◆ Auszug

# Miley Cyrus hat ihr Steißbein gebrochen



## beachkini (1 Feb. 2012)

​Für *Miley Cyrus* dürften die wilden Partynächte wohl erst einmal vorbei sein. Denn die Schauspielerin hat sich *das Steißbein gebrochen* ... Autsch!

Miley Cyrus hatte eine schmerzhafte Begegnung mit der Couch: Sie brach sich beim Toben das Steißbein.

Die fleißige Twitter-Userin teilte den schmerzhaften Unfall direkt mit ihren Fans und schrieb: “Habe mir das Steißbein gebrochen, als ich einen Vorwärtssalto gemacht habe … auf der Couch. Das ist wie, als ich über ein Kissen gestolpert bin und mir den Arm gebrochen habe”.

◆ Auflistung
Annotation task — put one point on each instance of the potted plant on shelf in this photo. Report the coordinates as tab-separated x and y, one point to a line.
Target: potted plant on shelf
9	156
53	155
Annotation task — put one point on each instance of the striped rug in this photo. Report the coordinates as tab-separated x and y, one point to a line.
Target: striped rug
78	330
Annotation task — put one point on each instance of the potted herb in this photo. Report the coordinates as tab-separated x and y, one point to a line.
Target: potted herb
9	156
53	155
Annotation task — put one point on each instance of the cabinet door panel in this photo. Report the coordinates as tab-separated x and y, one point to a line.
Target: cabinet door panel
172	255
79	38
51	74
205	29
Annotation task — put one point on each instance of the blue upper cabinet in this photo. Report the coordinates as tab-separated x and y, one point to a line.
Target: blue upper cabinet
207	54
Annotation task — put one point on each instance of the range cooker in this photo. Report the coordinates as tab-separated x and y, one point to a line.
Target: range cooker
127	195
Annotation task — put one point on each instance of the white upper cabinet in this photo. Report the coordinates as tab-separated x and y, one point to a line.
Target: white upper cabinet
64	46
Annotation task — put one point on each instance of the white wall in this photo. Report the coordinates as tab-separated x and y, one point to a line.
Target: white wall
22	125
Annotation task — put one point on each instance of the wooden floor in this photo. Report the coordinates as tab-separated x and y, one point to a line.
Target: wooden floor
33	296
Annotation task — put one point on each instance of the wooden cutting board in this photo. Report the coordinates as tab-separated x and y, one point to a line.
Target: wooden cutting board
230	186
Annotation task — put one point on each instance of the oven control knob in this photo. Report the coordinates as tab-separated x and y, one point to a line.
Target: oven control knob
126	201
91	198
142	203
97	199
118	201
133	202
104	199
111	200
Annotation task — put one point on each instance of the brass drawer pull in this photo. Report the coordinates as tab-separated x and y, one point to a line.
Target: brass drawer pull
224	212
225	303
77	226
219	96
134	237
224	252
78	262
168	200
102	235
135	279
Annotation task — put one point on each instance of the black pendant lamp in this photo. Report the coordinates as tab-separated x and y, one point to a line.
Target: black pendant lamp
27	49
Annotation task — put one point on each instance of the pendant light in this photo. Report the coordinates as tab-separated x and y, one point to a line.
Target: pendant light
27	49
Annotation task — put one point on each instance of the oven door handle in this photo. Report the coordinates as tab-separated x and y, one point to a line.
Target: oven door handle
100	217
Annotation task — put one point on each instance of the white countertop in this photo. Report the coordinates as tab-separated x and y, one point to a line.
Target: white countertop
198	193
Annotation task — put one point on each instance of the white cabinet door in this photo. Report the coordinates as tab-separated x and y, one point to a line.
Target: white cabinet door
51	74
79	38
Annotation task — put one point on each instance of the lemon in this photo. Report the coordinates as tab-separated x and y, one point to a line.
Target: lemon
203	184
...
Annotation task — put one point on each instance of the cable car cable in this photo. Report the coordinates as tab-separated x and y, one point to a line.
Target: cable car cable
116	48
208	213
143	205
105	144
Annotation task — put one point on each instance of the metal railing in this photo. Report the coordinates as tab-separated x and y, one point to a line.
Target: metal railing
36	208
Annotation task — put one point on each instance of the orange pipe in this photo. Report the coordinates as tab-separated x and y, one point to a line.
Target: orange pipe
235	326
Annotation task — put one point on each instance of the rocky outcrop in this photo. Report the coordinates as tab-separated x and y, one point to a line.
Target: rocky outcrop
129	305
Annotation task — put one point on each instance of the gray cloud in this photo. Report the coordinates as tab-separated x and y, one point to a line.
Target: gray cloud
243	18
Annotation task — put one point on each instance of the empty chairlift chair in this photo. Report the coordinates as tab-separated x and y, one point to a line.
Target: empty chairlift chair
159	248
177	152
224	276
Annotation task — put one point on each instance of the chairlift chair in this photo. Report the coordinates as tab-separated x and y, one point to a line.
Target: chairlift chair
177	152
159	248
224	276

◆ Schriftliche Aufgabe
Stimmen die folgenden Aussagen mit dem Auszug überein? Antworte jeweils mit Ja oder Nein und zitiere die entscheidenden Worte wörtlich.
(a) Miley Cyrus brach sich das Steißbein bei einem Vorwärtssalto auf der Couch.
(b) Miley Cyrus hielt den Unfall zunächst vor ihren Fans geheim.
(c) Miley Cyrus hatte sich früher schon einmal den Arm gebrochen, nachdem sie über ein Kissen gestolpert war.

◆ Die Antwort
(a) Ja: „Habe mir das Steißbein gebrochen, als ich einen Vorwärtssalto gemacht habe … auf der Couch.“
(b) Nein: „Die fleißige Twitter-Userin teilte den schmerzhaften Unfall direkt mit ihren Fans“
(c) Ja: „als ich über ein Kissen gestolpert bin und mir den Arm gebrochen habe“